Problem to solve
Resume the commentary on Titus 1 after its last sentence, going on from the quoted verses 15 and 16.

Excerpt provided
● ● ● ● ● ● ●

Since the overseer is God's steward of the assembly, there should be no legitimate claim to charge him with the aspects listed as negative by Paul. He should exhibit the positive characteristics that would give him a good reputation even to those outside the church. This will minimize distraction from delivery of the word of God. It is of utmost important that he hold to the faithful word that is according to the teaching of the Lord and of his apostles, that he may be able to urge and encourage in the sound doctrine, while also clearly refuting those who contradict that sound doctrine. Most of the Jewish leaders and teachers had rejected the Lord's teaching, including even the high priest, and therefore condemned him as a blasphemer. Surely this must have contributed to confusion for Jews who later became Christians.

D - There are those who must be rebuffed for false teaching

Titus 1 "10 For there are also many unruly men, vain talkers and deceivers, especially those of the circumcision, 11 whose mouths must be stopped; men who overthrow whole houses, teaching things which they ought not, for dishonest gain's sake. 12 One of them, a prophet of their own, said, "Cretans are always liars, evil beasts, and idle gluttons." 13 This testimony is true. For this cause, reprove them sharply, that they may be sound in the faith, 14 not paying attention to Jewish fables and commandments of men who turn away from the truth."

COMMENTS: Paul does not say that all of the "unruly men, vain talkers and deceivers" are of the circumcision (i.e. Jews), but at this early point in the development of the Christian church, there were still Jews who held on to certain Jewish teaching and traditions, and believed they should apply to Gentiles. Paul said those who were mainly interested in dishonest gain, could overthrow whole houses by teaching things that should not be taught, and he said their mouths needed to be stopped. The general population of Crete apparently had a bad reputation as liars, and as those whose chief goal was to fulfill their own desires through whatever means convenient. Since this was the prevalent society, Paul urges Titus to reprimand, correct, repress them severely or abruptly that they may be sound in the faith. The purpose was to firmly ground the body of believers in the truth, not allowing them to be led astray by Jewish fables and commandments of men who turn away from the truth.

E - Distinction between the pure and the defiled

Titus 1 "15 To the pure, all things are pure; but to those who are defiled and unbelieving, nothing is pure; but both their mind and their conscience are defiled. 16 They profess that they know God, but by their works they deny him, being abominable, disobedient, and unfit for any good work."

● ● ● ● ● ● ●

Stored data

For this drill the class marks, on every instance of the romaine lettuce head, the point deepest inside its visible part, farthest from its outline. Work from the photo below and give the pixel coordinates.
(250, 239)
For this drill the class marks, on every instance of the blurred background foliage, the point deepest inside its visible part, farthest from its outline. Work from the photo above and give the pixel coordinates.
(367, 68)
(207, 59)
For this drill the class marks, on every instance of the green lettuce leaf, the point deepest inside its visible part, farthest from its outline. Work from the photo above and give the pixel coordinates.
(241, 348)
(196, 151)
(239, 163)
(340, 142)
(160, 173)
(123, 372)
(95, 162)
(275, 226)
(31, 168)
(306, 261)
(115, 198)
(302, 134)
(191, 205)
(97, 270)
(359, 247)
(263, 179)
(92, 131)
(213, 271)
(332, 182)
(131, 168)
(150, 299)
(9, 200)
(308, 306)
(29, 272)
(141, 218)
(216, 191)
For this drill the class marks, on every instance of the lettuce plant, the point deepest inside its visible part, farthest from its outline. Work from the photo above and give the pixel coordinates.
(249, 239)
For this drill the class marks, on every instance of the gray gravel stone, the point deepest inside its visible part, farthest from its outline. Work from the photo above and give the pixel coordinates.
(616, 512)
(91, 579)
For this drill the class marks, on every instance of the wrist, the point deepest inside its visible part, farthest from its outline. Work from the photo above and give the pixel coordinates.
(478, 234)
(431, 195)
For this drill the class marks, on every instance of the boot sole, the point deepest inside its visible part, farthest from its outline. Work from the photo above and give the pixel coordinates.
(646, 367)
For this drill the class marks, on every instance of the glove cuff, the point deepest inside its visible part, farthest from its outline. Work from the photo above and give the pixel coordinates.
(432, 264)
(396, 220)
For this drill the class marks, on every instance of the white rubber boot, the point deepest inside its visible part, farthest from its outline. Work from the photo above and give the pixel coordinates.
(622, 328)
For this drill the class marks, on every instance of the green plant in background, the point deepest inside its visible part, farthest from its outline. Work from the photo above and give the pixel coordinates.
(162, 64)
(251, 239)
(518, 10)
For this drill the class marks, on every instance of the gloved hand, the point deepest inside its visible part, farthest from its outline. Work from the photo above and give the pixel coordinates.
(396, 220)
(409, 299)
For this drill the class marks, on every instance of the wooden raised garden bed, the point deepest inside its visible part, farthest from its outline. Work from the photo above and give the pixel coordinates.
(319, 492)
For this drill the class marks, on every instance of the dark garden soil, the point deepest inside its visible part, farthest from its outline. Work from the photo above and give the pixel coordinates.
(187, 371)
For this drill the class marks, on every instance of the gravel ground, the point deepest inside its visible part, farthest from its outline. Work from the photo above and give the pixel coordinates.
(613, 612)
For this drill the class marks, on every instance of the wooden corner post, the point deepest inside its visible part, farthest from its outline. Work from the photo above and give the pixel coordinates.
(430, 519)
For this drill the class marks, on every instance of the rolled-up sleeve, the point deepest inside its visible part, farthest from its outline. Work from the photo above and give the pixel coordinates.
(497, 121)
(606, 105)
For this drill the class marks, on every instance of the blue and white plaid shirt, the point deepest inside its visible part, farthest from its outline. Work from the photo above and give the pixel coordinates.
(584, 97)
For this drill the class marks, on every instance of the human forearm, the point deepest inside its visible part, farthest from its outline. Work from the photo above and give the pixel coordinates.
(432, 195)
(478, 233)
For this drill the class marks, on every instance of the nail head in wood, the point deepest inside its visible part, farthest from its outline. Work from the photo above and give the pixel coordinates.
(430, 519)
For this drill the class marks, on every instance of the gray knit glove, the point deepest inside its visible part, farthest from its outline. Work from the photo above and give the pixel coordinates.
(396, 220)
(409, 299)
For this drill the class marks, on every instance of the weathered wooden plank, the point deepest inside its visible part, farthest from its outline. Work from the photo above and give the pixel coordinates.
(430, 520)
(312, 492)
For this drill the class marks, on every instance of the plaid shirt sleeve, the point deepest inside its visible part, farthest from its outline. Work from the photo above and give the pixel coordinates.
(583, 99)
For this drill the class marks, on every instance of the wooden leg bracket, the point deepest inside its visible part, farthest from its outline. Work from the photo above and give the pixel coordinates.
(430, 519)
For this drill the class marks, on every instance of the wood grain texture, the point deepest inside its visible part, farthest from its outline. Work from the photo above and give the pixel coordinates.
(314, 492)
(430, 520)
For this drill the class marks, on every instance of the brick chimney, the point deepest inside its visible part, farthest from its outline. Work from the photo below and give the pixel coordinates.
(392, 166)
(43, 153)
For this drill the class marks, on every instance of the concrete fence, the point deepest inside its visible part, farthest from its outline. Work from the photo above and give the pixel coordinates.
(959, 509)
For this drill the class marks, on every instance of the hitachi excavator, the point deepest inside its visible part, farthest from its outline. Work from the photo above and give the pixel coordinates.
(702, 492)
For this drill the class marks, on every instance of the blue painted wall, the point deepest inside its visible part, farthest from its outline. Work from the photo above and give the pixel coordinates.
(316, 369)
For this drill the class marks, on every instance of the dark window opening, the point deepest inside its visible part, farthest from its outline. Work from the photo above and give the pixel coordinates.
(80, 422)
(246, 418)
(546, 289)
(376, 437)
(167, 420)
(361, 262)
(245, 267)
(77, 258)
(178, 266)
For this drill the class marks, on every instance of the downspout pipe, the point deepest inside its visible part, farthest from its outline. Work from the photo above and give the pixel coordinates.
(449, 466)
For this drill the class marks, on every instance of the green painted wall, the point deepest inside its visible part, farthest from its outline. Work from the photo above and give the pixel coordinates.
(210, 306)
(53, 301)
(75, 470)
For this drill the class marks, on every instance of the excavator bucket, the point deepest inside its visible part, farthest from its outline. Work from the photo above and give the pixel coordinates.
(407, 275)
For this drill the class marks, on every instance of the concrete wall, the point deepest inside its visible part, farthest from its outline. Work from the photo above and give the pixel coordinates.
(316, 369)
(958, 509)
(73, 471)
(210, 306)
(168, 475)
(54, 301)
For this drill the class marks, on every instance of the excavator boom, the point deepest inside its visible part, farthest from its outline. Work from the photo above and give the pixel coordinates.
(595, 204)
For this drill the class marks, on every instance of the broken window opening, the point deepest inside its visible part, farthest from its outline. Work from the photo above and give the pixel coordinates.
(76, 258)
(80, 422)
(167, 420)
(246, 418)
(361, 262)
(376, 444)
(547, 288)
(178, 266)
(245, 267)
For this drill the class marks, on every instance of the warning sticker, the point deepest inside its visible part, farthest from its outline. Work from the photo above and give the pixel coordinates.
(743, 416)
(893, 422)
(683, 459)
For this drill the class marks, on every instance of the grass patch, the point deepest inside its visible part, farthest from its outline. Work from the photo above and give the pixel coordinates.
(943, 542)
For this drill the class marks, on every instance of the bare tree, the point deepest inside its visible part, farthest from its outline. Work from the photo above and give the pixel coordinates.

● ● ● ● ● ● ●

Result of this exercise
COMMENTS: Paul said even though some will insist that certain ceremonial and dietary restrictions must be followed by all Christians, he asserts that all things are pure to those who are truly pure. Peter was told directly by the Lord that signs of separation between Jew and Gentile had been cleansed.
Acts 15 "5 I was in the city of Joppa praying, and in a trance I saw a vision: a certain container descending, like it was a great sheet let down from heaven by four corners. It came as far as me. 6 When I had looked intently at it, I considered, and saw the four-footed animals of the earth, wild animals, creeping things, and birds of the sky. 7 I also heard a voice saying to me, 'Rise, Peter, kill and eat!' 8 But I said, 'Not so, Lord, for nothing unholy or unclean has ever entered into my mouth.' 9 But a voice answered me the second time out of heaven, 'What God has cleansed, don't you call unclean.' 10 This was done three times, and all were drawn up again into heaven."

Paul wrote about this matter in other letters, indicating these practices have an appearance of worship, but lacked the substance of pure faith.
Colossians 2 "20 If you died with Christ from the elements of the world, why, as though living in the world, do you subject yourselves to ordinances, 21 "Don't handle, nor taste, nor touch" 22 (all of which perish with use), according to the precepts and doctrines of men? 23 Which things indeed appear like wisdom in self-imposed worship, and humility, and severity to the body; but aren't of any value against the indulgence of the flesh."
For those who are defiled and unbelieving, no strict regimen that they follow will make them pure. In fact their own reasoning and their own sense of right and wrong are impure and corrupt. They may profess to know God, but their actions and attitudes deny that the Holy Spirit is at work within them. Jesus said this,
Matthew 7 "15 "Beware of false prophets, who come to you in sheep's clothing, but inwardly are ravening wolves. 16 By their fruits you will know them. Do you gather grapes from thorns, or figs from thistles? 17 Even so, every good tree produces good fruit; but the corrupt tree produces evil fruit. 18 A good tree can't produce evil fruit, neither can a corrupt tree produce good fruit. 19 Every tree that doesn't grow good fruit is cut down, and thrown into the fire. 20 Therefore, by their fruits you will know them. 21 Not everyone who says to me, 'Lord, Lord,' will enter into the Kingdom of Heaven; but he who does the will of my Father who is in heaven."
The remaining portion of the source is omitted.